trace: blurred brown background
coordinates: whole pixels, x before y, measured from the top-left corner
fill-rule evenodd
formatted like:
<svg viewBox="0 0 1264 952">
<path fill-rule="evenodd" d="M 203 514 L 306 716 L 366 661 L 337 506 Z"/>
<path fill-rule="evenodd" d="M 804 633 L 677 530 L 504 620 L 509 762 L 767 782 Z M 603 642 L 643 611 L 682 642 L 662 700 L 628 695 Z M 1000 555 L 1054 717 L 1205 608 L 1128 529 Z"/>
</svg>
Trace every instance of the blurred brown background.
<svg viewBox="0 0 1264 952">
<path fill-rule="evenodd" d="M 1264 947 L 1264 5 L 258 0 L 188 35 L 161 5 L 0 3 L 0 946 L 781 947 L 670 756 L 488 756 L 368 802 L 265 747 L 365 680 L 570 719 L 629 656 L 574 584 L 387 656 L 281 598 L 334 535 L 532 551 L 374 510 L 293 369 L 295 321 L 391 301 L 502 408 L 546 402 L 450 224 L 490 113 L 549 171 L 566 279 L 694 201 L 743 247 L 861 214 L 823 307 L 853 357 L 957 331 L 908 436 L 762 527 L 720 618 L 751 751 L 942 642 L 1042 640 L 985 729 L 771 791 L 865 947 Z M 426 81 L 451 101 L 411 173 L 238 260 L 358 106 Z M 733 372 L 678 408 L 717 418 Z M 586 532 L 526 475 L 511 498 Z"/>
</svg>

════════

Rewrite all the data above, replacing every "brown" with "tan" and leaving everything else unchanged.

trace: blurred tan background
coordinates: whole pixels, x before y, measured from the top-left corner
fill-rule evenodd
formatted like:
<svg viewBox="0 0 1264 952">
<path fill-rule="evenodd" d="M 203 514 L 306 716 L 366 661 L 337 506 Z"/>
<path fill-rule="evenodd" d="M 804 633 L 677 530 L 504 620 L 509 762 L 767 782 Z M 603 642 L 643 611 L 682 642 L 662 700 L 628 695 Z M 1000 555 L 1054 717 L 1205 608 L 1128 529 Z"/>
</svg>
Trace every instance of the blurred tan background.
<svg viewBox="0 0 1264 952">
<path fill-rule="evenodd" d="M 1264 947 L 1264 5 L 258 0 L 188 35 L 161 5 L 0 3 L 0 946 L 781 947 L 670 756 L 488 756 L 368 802 L 265 747 L 365 680 L 570 719 L 629 656 L 574 584 L 387 656 L 281 598 L 334 535 L 532 551 L 374 510 L 293 369 L 295 321 L 391 301 L 502 408 L 546 402 L 450 224 L 490 113 L 549 171 L 566 279 L 694 201 L 743 247 L 861 214 L 823 307 L 853 357 L 957 331 L 908 436 L 762 527 L 720 618 L 751 751 L 942 642 L 1042 640 L 985 729 L 771 791 L 865 947 Z M 426 81 L 451 101 L 411 173 L 238 260 L 358 106 Z M 733 372 L 678 408 L 717 418 Z M 586 532 L 526 475 L 511 498 Z"/>
</svg>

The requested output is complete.